* **DESCRIPTION OF THE TASK**:
What's needed is an exact copy of the lines from the one that contains "gripping bucket handle in the photo above." to the end of the data below, leaving the pictures out.

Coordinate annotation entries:
#####
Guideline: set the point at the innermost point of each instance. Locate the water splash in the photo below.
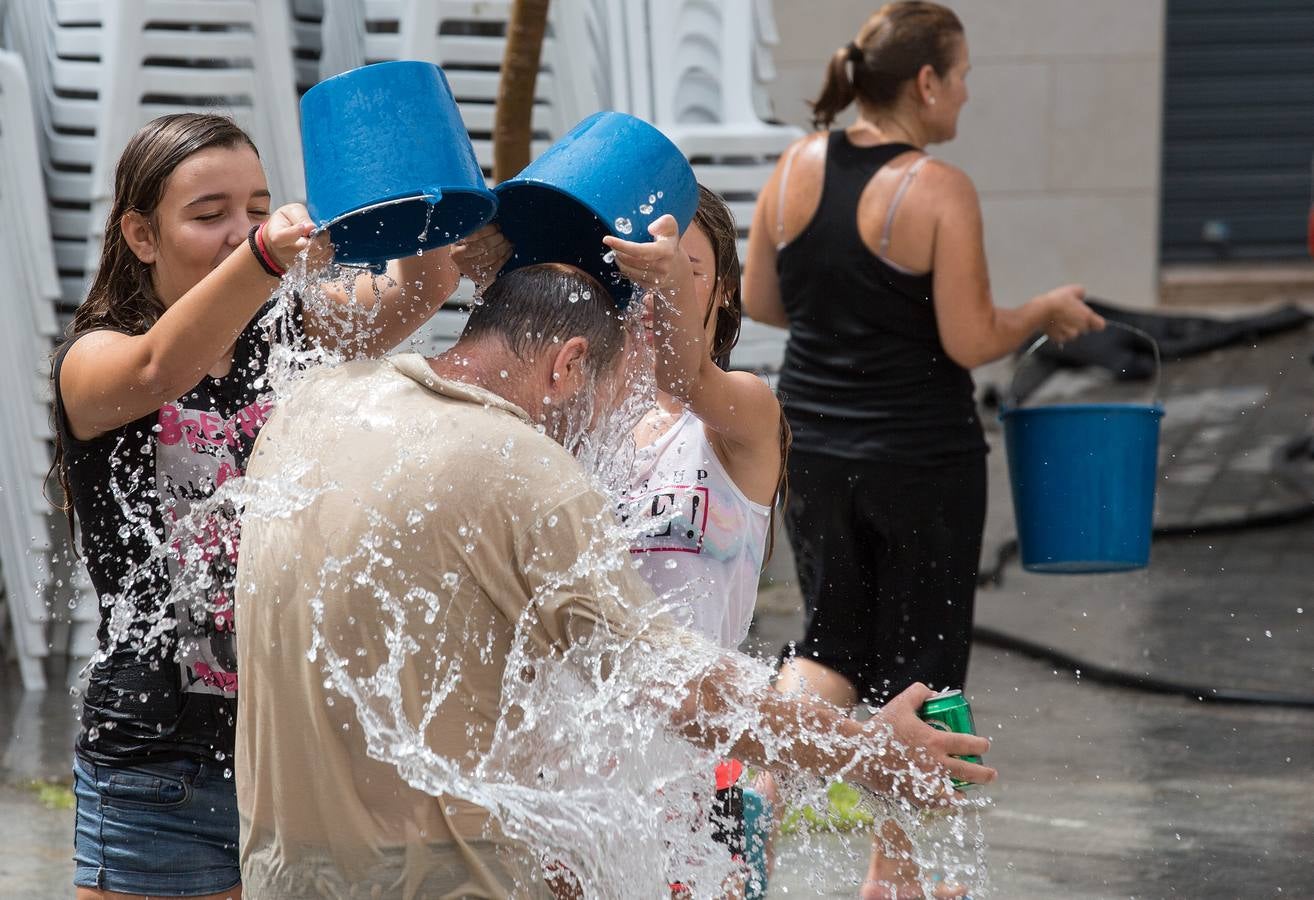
(585, 766)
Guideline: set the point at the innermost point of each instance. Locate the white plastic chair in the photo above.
(174, 55)
(24, 344)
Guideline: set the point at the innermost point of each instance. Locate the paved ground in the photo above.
(1105, 792)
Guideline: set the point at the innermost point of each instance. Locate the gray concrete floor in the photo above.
(1104, 792)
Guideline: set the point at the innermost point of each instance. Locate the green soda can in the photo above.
(949, 711)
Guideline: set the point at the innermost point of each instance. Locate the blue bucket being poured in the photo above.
(611, 174)
(389, 166)
(1083, 478)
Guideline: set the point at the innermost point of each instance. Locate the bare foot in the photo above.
(892, 874)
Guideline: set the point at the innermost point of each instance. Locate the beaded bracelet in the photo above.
(255, 237)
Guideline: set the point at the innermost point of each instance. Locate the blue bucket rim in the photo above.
(389, 63)
(538, 183)
(1154, 409)
(407, 196)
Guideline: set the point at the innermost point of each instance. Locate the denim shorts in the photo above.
(160, 828)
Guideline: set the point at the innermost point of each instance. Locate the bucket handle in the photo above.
(1154, 344)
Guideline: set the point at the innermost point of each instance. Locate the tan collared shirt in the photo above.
(390, 501)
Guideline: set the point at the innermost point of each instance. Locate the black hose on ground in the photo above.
(1099, 674)
(1086, 670)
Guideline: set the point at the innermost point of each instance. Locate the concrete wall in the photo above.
(1061, 133)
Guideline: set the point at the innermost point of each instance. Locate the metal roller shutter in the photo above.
(1238, 132)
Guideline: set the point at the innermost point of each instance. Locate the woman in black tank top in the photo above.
(870, 252)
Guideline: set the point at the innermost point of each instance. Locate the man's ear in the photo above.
(138, 235)
(569, 368)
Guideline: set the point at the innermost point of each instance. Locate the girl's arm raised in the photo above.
(737, 406)
(111, 379)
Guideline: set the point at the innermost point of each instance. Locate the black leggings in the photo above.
(887, 560)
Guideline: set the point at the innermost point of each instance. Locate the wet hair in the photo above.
(890, 50)
(122, 296)
(536, 306)
(715, 220)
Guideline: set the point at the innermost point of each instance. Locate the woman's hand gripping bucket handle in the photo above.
(1012, 400)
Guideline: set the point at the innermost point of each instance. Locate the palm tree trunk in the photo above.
(513, 124)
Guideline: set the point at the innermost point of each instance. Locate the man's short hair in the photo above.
(539, 306)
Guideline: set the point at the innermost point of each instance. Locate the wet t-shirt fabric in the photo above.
(392, 502)
(703, 551)
(865, 375)
(163, 564)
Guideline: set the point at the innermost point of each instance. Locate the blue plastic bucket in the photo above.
(1083, 478)
(389, 166)
(611, 174)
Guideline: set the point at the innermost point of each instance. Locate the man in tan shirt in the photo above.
(414, 534)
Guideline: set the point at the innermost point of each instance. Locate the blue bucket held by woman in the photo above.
(1083, 478)
(389, 166)
(611, 174)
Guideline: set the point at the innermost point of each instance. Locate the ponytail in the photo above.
(837, 92)
(890, 50)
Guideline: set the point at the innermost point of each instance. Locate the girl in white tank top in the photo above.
(711, 453)
(710, 460)
(703, 555)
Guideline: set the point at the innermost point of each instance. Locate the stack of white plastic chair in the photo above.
(26, 309)
(61, 42)
(711, 62)
(231, 57)
(306, 42)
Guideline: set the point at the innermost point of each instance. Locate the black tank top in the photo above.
(163, 683)
(865, 375)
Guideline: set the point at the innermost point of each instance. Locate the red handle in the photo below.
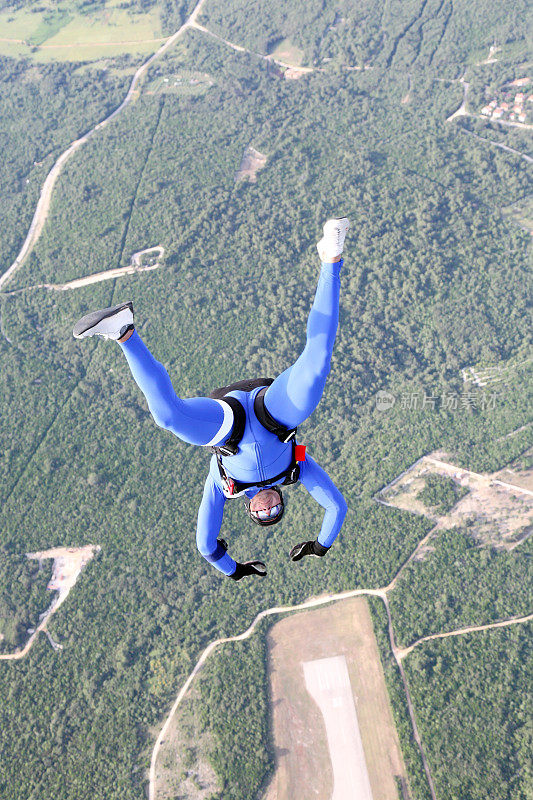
(299, 452)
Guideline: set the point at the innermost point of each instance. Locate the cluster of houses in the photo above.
(512, 105)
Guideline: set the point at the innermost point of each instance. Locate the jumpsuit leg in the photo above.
#####
* **CORRECT RESPONSE**:
Guideline: set the point at the innermost point of each instance. Locate the woman's hand gripping bucket handle in the photo above.
(1012, 400)
Guideline: set the point at the innermost point of each instance. Locate the palm tree trunk in the photo above.
(513, 124)
Guideline: set the point at the innermost point of each instance. Locate the man's short hair in the photo above.
(539, 306)
Guideline: set the point at the innermost point of each instance. Locate the wet t-shirt fabric in the photo above.
(392, 502)
(703, 551)
(865, 375)
(163, 564)
Guideline: set the point at the innermost point of each instance. Locate the blue plastic bucket in the photo above.
(1083, 478)
(389, 166)
(611, 174)
Guideline: set the point at the innermost point of each instance. Locate the man in tan shirt in the photo above.
(414, 534)
Guideline: set the point at the innermost point of each instance. Locate the blue bucket held by woman in the photo above.
(1083, 478)
(389, 166)
(611, 174)
Guideline: set the point at the innermost point of each instance. Locate the ponytail in the photo above.
(837, 92)
(890, 50)
Guideline: set the point at the innermost point of each instance. Locate the girl in white tank top in the photo above.
(711, 453)
(710, 460)
(703, 555)
Guideline: set the point at the innermost point of each instance. Locate the stack of white plastic chair in the photo above.
(26, 309)
(61, 42)
(711, 62)
(231, 57)
(306, 42)
Guideline: set the point at the innermost point of each instance. Locate the black tank top in the photo above.
(163, 683)
(865, 375)
Guideline: set the point at the innermost point of each instance. Locate the red handle in the photo below.
(299, 452)
Guideline: set the point at the innermost point of each instance. Locate the cluster of houses in the photo above.
(512, 105)
Guideline: set the point at the innermost point of each instance. Locate the jumpsuit leg in the photo above.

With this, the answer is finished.